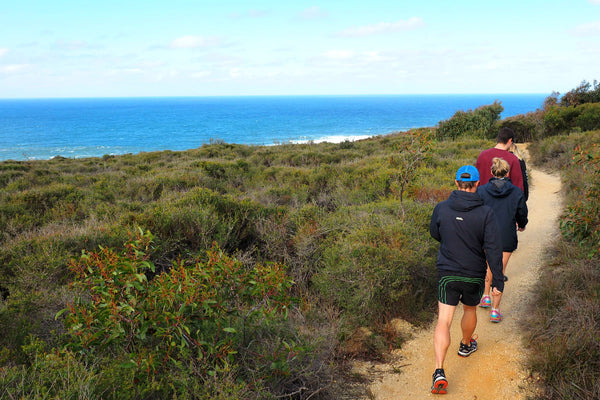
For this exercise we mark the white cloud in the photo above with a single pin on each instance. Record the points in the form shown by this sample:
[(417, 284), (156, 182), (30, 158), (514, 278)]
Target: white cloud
[(13, 68), (384, 27), (250, 14), (192, 42), (591, 28), (70, 45), (312, 13), (201, 74)]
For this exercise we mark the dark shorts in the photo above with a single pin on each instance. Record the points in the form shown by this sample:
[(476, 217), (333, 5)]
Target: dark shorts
[(453, 289)]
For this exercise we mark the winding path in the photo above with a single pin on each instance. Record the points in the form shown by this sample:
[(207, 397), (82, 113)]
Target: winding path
[(496, 370)]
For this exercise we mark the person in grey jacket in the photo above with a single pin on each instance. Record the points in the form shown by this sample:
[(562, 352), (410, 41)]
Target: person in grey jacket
[(508, 202), (469, 241)]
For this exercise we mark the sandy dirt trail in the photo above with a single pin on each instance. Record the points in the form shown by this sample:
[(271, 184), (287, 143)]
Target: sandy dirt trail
[(496, 370)]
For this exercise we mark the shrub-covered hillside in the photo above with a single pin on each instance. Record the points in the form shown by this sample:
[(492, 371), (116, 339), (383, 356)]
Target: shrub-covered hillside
[(234, 271), (341, 227)]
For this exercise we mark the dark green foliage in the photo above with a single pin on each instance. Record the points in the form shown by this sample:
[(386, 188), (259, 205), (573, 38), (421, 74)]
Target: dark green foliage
[(563, 326), (527, 127), (206, 315), (584, 93), (376, 263), (278, 204), (478, 123)]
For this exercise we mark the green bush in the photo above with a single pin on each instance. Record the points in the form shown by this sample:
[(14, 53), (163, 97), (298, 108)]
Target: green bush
[(378, 264), (206, 316), (478, 123)]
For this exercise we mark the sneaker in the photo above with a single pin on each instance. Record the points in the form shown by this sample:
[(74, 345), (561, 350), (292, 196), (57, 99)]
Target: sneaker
[(495, 316), (440, 383), (465, 350), (486, 302)]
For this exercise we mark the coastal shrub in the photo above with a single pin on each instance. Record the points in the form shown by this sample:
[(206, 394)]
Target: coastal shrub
[(478, 123), (581, 221), (407, 158), (562, 327), (215, 317), (582, 94), (527, 127), (368, 264), (559, 120)]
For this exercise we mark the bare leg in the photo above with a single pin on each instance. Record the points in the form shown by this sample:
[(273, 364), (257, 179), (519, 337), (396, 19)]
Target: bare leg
[(441, 335), (468, 323), (488, 282), (497, 298)]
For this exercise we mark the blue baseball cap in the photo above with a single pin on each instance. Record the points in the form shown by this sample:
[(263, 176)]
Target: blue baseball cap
[(467, 173)]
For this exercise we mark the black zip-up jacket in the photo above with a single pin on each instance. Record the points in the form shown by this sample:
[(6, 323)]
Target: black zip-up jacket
[(469, 236), (510, 208)]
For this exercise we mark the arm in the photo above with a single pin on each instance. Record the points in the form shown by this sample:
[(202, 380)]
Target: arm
[(516, 174), (521, 215), (493, 250), (434, 227)]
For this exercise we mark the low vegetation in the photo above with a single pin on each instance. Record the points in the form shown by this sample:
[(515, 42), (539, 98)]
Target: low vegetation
[(563, 327), (234, 271)]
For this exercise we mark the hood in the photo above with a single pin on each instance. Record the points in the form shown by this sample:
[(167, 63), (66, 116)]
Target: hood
[(499, 187), (464, 201)]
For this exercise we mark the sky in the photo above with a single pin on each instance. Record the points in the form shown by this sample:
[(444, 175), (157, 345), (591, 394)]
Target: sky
[(125, 48)]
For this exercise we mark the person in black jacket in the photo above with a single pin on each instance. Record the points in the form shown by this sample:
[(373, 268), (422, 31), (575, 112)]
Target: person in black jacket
[(469, 241), (508, 202)]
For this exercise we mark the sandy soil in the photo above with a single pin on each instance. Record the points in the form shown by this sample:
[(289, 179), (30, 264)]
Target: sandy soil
[(496, 370)]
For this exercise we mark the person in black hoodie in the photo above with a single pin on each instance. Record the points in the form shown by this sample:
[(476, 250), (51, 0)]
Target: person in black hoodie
[(469, 239), (508, 202)]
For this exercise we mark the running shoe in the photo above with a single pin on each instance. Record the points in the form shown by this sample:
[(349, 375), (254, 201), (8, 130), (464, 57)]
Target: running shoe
[(486, 302), (440, 383), (465, 350), (495, 316)]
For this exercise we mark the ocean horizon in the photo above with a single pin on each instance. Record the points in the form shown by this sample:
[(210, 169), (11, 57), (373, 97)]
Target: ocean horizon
[(39, 129)]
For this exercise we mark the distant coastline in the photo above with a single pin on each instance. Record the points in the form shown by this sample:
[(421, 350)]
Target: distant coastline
[(34, 129)]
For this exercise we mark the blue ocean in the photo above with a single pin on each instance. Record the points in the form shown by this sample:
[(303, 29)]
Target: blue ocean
[(37, 129)]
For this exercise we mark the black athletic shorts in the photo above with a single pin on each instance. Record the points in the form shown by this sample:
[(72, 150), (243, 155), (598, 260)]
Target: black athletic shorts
[(452, 289)]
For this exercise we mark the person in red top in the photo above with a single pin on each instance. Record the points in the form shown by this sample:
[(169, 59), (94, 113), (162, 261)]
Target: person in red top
[(504, 140)]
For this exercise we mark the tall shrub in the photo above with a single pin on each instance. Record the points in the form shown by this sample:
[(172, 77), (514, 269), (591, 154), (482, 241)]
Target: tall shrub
[(478, 123), (204, 315), (581, 222)]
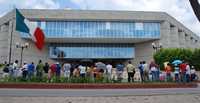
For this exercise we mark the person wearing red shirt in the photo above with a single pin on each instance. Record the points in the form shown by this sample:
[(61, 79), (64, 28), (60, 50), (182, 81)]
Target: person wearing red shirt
[(168, 70), (183, 71)]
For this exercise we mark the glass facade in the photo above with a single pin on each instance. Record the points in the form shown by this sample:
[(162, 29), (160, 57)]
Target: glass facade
[(92, 51), (99, 29), (96, 29)]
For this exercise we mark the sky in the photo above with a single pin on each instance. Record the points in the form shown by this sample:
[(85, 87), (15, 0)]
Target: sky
[(179, 9)]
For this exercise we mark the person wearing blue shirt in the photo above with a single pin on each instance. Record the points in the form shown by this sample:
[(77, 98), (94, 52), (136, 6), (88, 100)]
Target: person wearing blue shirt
[(31, 69), (58, 71), (120, 69), (141, 68)]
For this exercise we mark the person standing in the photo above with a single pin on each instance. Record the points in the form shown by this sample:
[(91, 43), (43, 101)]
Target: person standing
[(188, 73), (46, 68), (146, 71), (31, 69), (131, 71), (39, 70), (52, 71), (177, 73), (141, 68), (66, 70), (82, 71), (15, 69), (120, 69), (25, 71), (58, 71), (6, 70), (168, 70), (154, 68), (183, 71), (109, 71), (193, 74)]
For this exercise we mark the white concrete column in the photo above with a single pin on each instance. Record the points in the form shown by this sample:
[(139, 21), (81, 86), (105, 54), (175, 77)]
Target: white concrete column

EXERCISE:
Retype the records above word for word, leaving out the pictures.

EXPECTED OUTPUT:
For this exercise we mark the white cloud in the photo above with a single pin on each instance. Record the points in the form shown by this sample:
[(417, 284), (156, 182), (30, 158), (514, 278)]
Target: white cloud
[(13, 68), (384, 27), (250, 14), (192, 42), (591, 28), (70, 45), (312, 13), (201, 74)]
For this exercise we mark the dark shorts in the photo above with a single pin on each instance. Record the points in the form shown by this sample:
[(476, 217), (333, 5)]
Target: dark shorts
[(453, 289)]
For this exercise we mark the winding path in the photo above with a single pin on each instance. Record the points in the form shown by this sample:
[(207, 397), (82, 113)]
Target: winding path
[(496, 370)]
For this exercise we mark the person in grey jacket in the photo above with a single pin on each instance. Record the points in the form shown by this sample:
[(562, 352), (410, 41)]
Target: person in grey jacket
[(508, 202), (469, 241)]
For this exercise we mark the sandy dirt trail in the photo above with a single pin on each instance. Record the points in the form shown by this sample:
[(271, 184), (287, 143)]
Target: sandy dirt trail
[(496, 370)]
For this exercise we mark the shrub-covered hillside in the photo above with a single pin on each instance. Record the points in the form shown by this sample:
[(492, 371), (116, 339), (383, 356)]
Target: shrub-covered hillside
[(234, 271), (341, 227)]
For this exercise we mark the dark green foliage in the photo above with a single pin on each instance. Record the points in the form shown by this sample:
[(386, 188), (259, 205), (573, 38), (421, 74)]
Target: dark green foliage
[(563, 326), (527, 127), (206, 315), (584, 93), (376, 263), (278, 204), (478, 123)]
For this exercise we mark the green bush in the photo above with a single pin on each instance. Record the points in the form shown by this sample:
[(14, 53), (163, 97), (298, 108)]
Target: green bush
[(378, 264), (206, 316), (478, 123)]
For this exercise we mark the sneaker in the photo above with a single pin on each instance. Record the points in the form shown by this sample:
[(74, 345), (561, 350), (292, 196), (57, 99)]
Target: sneaker
[(495, 316), (440, 383), (465, 350), (486, 302)]
For this exercise we mark the coastal shrub in the photo above with a single pin on each instance. Record the points in the form shown by this sample:
[(206, 394)]
Target: coastal shrub
[(478, 123), (581, 221), (407, 158), (562, 327), (215, 317), (582, 94), (527, 127), (368, 264), (559, 120)]
For this exercise we mark the bare leg in the photo above with a single pin on each instance. Record the points in the form shown by this sample:
[(273, 364), (257, 179), (519, 337), (396, 19)]
Target: bare leg
[(441, 335), (468, 323), (488, 282), (497, 298)]
For this exercise we mark the blue baseball cap in the photo above with a single pin on each instance. Record the points in the form shown by this sample:
[(263, 176)]
Target: blue baseball cap
[(467, 173)]
For this exercise we mark the black zip-up jacket in the photo above with a single pin on each instance. Record the points in the form shown by this sample:
[(6, 323)]
Target: black zip-up jacket
[(469, 236), (510, 208)]
For this exercise we mark the arm in the photo above with a single pin on each instance. Record the points in the form shown by this sample:
[(202, 380)]
Target: arm
[(516, 174), (521, 215), (493, 250), (434, 227)]
For this exercise we mark the low vegetation in the photo above with a single pin on each instance. Record the points in the form shown by this sample:
[(515, 42), (539, 98)]
Target: low vegetation
[(563, 327), (234, 271)]
For this exercise we mark the hood in the photo above with a single pin on each instance. Record the points in the form shown by this sample:
[(167, 63), (66, 116)]
Target: hood
[(499, 187), (464, 201)]
For this exercise we mark the sky in the photo above with a single pin on each instance. Record the points in the form shown by this sample:
[(444, 175), (157, 345), (591, 394)]
Target: sky
[(125, 48)]
For this exercise we mark the person in black jacket in the photo above with a single pin on each instance. Record the points in the form shown by this sample:
[(373, 268), (422, 31), (575, 112)]
Target: person in black jacket
[(469, 241), (508, 202)]
For this exercise we mark the sandy soil in the photo above with a single pin on each instance. Record the points in the form shown by this sample:
[(289, 179), (30, 264)]
Target: sandy soil
[(496, 370)]
For this exercise we mark the person in black hoodie in the photo above with a single pin on each instance. Record the points in the form shown by this sample:
[(476, 250), (51, 0)]
Target: person in black hoodie
[(469, 239), (508, 202)]
For this exercise we mark the running shoe in the photo above with a single pin on each instance. Record the points in the form shown by this sample:
[(349, 375), (254, 201), (8, 130), (464, 57)]
Target: running shoe
[(486, 302), (440, 383), (465, 350), (495, 316)]
For this exercise we mark the ocean horizon in the photo above with a single pin on each instance. Record the points in the form shown by this sample:
[(210, 169), (11, 57), (373, 97)]
Target: ocean horizon
[(39, 129)]
For this exercise we mark the distant coastline in the photo above with a single pin on each instance. Record the points in the form shown by this sample:
[(421, 350)]
Target: distant coastline
[(34, 129)]
For this exercise we mark the blue ocean in the photo above with a single pin on each instance. Record the points in the form shown by this sample:
[(303, 29)]
Target: blue ocean
[(37, 129)]
For this exercise we mark the black athletic shorts in the photo above with a single pin on each instance. Record the points in the form shown by this sample:
[(72, 150), (243, 155), (598, 260)]
Target: black athletic shorts
[(452, 289)]
For this exercise we mark the person in red top in the photo above with a single pin on each instance. Record the points in the form shown by this sample:
[(169, 59), (94, 113), (162, 261)]
Target: person in red top
[(504, 140)]
For this exercise we mark the tall shrub in the photo above with a single pin on each instance. Record the points in the form shown by this sample:
[(172, 77), (514, 269), (591, 154), (482, 241)]
Target: tall shrub
[(478, 123), (204, 315), (581, 222)]
For this exercise we mark the person wearing red shirt in the photo above with a single pin on each instance. Record the points in the form shown by this sample:
[(61, 79), (64, 28), (60, 50), (182, 81)]
Target: person wearing red shirt
[(168, 70), (183, 71)]
For this exercise we mark the glass facade in the photo above with a single pin on each instance. Record the points in the form shown by this sample:
[(162, 29), (160, 57)]
Target: glass facade
[(92, 51), (99, 29), (96, 29)]
For this exercise we mark the sky in the photo above with a single pin on each instance. Record the points in the form shown by this sample:
[(85, 87), (15, 0)]
Target: sky
[(179, 9)]
For this exercise we mark the person wearing blue shirt in the photo above with a single pin on each instance. Record the points in the form shown by this sample:
[(77, 98), (94, 52), (136, 6), (88, 100)]
Target: person wearing blue shirt
[(31, 69), (58, 71), (120, 69), (141, 68)]
For this exercise we mark the person standing in the photo above with a single pin on each instance. Record the points in the form shown by this sample:
[(91, 43), (43, 101)]
Target: person standing
[(188, 73), (46, 68), (146, 71), (31, 69), (131, 71), (39, 70), (52, 71), (177, 73), (141, 68), (66, 70), (82, 71), (15, 69), (120, 69), (25, 71), (58, 71), (6, 70), (168, 70), (154, 68), (183, 71), (109, 71), (193, 74)]
For this exercise we mark the white concrete column in the photo above with a single pin on each instance. Record the points in the form shown by this sample:
[(139, 21), (81, 86), (105, 54), (175, 77)]
Target: white concrete column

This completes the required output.